EXERCISE DIRECTIONS: What follows is a set of records; repeat all of them exactly.

+ + +

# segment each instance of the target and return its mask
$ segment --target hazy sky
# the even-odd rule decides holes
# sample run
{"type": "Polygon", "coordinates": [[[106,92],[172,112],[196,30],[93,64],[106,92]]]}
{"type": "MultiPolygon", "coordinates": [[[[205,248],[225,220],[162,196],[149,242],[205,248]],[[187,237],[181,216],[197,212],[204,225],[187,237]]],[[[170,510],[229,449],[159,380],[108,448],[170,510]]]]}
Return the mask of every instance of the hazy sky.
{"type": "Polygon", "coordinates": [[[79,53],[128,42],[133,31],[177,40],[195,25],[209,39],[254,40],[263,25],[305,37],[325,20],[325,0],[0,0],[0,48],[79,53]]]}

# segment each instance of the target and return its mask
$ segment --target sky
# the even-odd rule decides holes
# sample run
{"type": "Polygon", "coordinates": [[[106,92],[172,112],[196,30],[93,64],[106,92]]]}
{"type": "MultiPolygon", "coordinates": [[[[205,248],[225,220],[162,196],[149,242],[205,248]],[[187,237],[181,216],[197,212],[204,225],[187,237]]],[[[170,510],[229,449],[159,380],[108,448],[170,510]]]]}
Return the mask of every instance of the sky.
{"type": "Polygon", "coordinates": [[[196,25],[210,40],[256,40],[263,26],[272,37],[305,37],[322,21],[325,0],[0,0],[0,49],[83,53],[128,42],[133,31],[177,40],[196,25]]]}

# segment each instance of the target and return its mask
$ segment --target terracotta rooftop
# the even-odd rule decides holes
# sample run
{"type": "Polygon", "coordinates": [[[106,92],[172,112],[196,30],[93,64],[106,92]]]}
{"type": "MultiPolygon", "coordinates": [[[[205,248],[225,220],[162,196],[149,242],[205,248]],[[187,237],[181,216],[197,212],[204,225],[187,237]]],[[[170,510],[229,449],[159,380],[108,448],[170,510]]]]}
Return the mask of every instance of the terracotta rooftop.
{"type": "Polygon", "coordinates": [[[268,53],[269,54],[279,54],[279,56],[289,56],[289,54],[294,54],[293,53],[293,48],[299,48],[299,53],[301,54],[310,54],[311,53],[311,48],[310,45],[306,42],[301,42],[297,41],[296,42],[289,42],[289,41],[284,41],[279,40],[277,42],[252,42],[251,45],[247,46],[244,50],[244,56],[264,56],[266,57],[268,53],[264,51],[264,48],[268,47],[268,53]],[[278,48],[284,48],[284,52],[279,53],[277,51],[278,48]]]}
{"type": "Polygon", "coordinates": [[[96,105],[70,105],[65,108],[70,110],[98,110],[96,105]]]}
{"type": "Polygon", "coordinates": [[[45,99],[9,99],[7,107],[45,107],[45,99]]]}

+ + +

THE RESPONSE:
# segment each instance of the target and return its mask
$ segment --target hazy sky
# the even-odd rule decides holes
# sample run
{"type": "Polygon", "coordinates": [[[106,92],[172,112],[196,30],[93,64],[106,92]]]}
{"type": "MultiPolygon", "coordinates": [[[[205,248],[225,220],[162,196],[149,242],[205,248]],[[187,237],[181,216],[197,212],[204,225],[187,237]]],[[[170,510],[229,449],[159,380],[108,448],[170,510]]]]}
Return the mask of every instance of the hazy sky.
{"type": "Polygon", "coordinates": [[[79,53],[128,42],[133,31],[177,40],[195,25],[209,39],[254,40],[263,25],[305,37],[325,20],[325,0],[0,0],[0,48],[79,53]]]}

# segment each instance of the target and return its mask
$ segment --target sky
# the even-odd rule decides holes
# sample run
{"type": "Polygon", "coordinates": [[[106,92],[172,112],[196,30],[93,64],[106,92]]]}
{"type": "MultiPolygon", "coordinates": [[[[205,248],[225,220],[162,196],[149,242],[205,248]],[[187,237],[181,216],[197,212],[204,225],[187,237]]],[[[170,510],[229,449],[159,380],[108,448],[170,510]]]]}
Return the mask of every instance of the sky.
{"type": "Polygon", "coordinates": [[[196,25],[210,40],[256,40],[263,26],[272,37],[305,37],[322,21],[325,0],[0,0],[0,49],[83,53],[128,42],[133,31],[177,40],[196,25]]]}

# segment each instance of the target and return its mask
$ segment --target terracotta rooftop
# the even-odd rule decides holes
# sample run
{"type": "Polygon", "coordinates": [[[106,92],[172,112],[196,30],[93,64],[106,92]]]}
{"type": "MultiPolygon", "coordinates": [[[[205,248],[225,220],[162,196],[149,242],[205,248]],[[187,237],[181,216],[197,212],[204,225],[187,237]]],[[[170,510],[229,449],[159,380],[108,448],[170,510]]]]}
Return the mask of every instance of the terracotta rooftop.
{"type": "Polygon", "coordinates": [[[268,53],[269,54],[279,54],[279,56],[289,56],[289,54],[294,54],[293,53],[293,48],[299,48],[299,53],[301,54],[310,54],[311,53],[311,48],[310,45],[306,42],[301,42],[297,41],[296,42],[289,42],[289,41],[284,41],[279,40],[277,42],[252,42],[251,45],[247,46],[244,50],[244,56],[264,56],[266,57],[268,53],[264,51],[264,48],[268,47],[268,53]],[[278,48],[284,48],[284,52],[279,53],[277,51],[278,48]]]}
{"type": "Polygon", "coordinates": [[[96,105],[70,105],[65,108],[70,110],[98,110],[96,105]]]}
{"type": "Polygon", "coordinates": [[[45,99],[9,99],[7,107],[45,107],[45,99]]]}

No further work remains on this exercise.